* _EXCERPT_:
---
A Databricks-native web application for accelerating SQL migration and schema reconciliation from legacy systems (Snowflake, T-SQL, Redshift, Oracle, Teradata, MySQL, PostgreSQL, SSIS, Informatica, etc.) into Databricks SQL.
The app leverages LLMs (Claude, Llama, GPT, etc.) for query conversion, validation, and automated fixes.
- Convert individual queries in real time.
- Choose LLM model, SQL Warehouse, and Source Dialect.
- Add custom prompt instructions to handle tricky translations.
- Validate queries by running
EXPLAINin Databricks. - Retry mechanism: if validation fails, re-submit failed queries with error context so the LLM can correct its own mistakes.
- Bulk convert entire folders of SQL files.
- Configure source dialect, input folder, output notebook folder, and results table.
- Choose validation strategy:
- No validation
- Validate by running
EXPLAIN
- Failed queries can be retried with error feedback.
- Results are persisted in Delta for easy querying and history.
- Compare source vs target schemas (
catalog.schemaformat). - Run reconciliation jobs that:
- Count rows in source and target.
- Highlight mismatches.
- Results stored in a Delta table for auditing.
- Useful for validating post-migration data consistency.
Clone this repository into a Databricks Git-enabled workspace folder.
In the repo root there is a notebook called app_deployer.
Open it in Databricks and run all cells. This will automatically:
- Install dependencies
- Deploy the Streamlit app into your workspace
- Make the app available for immediate use
- LLM Models: Select from Claude, GPT, Llama, Gemma, etc.
- Custom Prompts: (OPTIONAL) Add dialect-specific hints.
---
* _INFORMATION_:
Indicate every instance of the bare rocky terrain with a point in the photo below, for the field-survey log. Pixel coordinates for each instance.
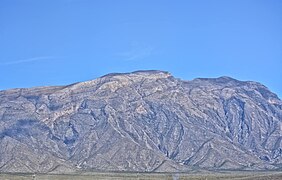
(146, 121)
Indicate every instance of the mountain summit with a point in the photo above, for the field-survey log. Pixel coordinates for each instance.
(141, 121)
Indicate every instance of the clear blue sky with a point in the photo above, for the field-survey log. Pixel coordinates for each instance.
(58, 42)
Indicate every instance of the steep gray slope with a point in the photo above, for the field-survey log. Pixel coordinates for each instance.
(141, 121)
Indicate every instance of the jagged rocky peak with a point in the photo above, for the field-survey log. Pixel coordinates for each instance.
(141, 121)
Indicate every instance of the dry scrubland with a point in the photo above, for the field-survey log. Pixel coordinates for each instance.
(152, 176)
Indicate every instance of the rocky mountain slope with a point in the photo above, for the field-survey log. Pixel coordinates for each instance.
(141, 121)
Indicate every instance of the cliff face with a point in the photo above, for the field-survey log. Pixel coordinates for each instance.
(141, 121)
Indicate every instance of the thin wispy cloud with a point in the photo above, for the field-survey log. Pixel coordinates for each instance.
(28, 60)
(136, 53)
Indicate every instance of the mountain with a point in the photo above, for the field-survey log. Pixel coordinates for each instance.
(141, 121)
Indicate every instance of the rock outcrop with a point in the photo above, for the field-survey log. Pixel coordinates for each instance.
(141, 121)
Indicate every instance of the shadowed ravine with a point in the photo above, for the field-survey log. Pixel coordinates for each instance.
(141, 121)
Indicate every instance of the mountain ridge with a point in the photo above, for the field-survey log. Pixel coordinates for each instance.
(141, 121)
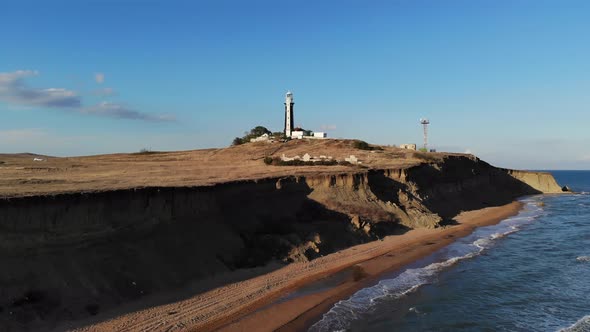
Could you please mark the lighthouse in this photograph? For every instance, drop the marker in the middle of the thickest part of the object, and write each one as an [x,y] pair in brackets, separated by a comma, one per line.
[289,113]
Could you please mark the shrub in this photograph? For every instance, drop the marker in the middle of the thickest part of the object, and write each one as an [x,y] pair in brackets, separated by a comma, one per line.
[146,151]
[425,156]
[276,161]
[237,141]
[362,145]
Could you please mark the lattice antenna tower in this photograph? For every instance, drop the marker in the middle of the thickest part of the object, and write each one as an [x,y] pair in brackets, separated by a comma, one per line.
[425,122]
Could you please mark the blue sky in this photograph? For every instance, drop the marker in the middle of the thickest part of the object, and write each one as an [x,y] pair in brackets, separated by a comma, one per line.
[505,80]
---
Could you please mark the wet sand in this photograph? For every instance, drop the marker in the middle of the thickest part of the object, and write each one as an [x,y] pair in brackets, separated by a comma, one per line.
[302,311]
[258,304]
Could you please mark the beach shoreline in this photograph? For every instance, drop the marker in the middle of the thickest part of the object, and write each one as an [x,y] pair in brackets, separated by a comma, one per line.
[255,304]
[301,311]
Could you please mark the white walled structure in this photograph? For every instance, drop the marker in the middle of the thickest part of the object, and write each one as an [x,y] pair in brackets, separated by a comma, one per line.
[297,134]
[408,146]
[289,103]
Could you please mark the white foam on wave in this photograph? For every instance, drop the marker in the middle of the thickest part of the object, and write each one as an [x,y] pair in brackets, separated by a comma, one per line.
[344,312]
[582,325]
---
* _WORK TO BE COMPLETED_:
Write the next part of the SQL migration app description, picking up after its last line. The material has no connection to the SQL migration app description.

* _RESULT OF THE EXERCISE_:
- Validation: Toggle validation strategy to balance speed vs correctness.
- Results Storage: Batch and reconcile results are persisted in Delta tables.
Both Interactive and Batch modes have built-in retry support:
- If validation fails, the app automatically captures the validation error message.
- The failed query plus the error context are re-submitted to the LLM.
- The LLM adjusts its output and attempts to generate a corrected query.
- This iterative approach significantly increases the chance of success.
├── app.py # Main Streamlit app (3 tabs: Interactive, Batch, Reconcile)
├── app_deployer.py # Notebook for auto-deployment in Databricks
├── requirements.txt # Python dependencies
├── src
│ ├── noteboks/ # Notebooks to be run as jobs for batch modes
│ ├── utils/ # Helper modules (prompt handling, model mapping, etc.)
│ └── resources/ # YAML files with LLM prompts
└── README.md
- Use Interactive Conversion to test a few sample queries from Snowflake.
- Run a Batch Job to convert hundreds of SQL files into Databricks notebooks.
- Execute the Reconcile Tables job to ensure source and target schemas match in counts and data samples.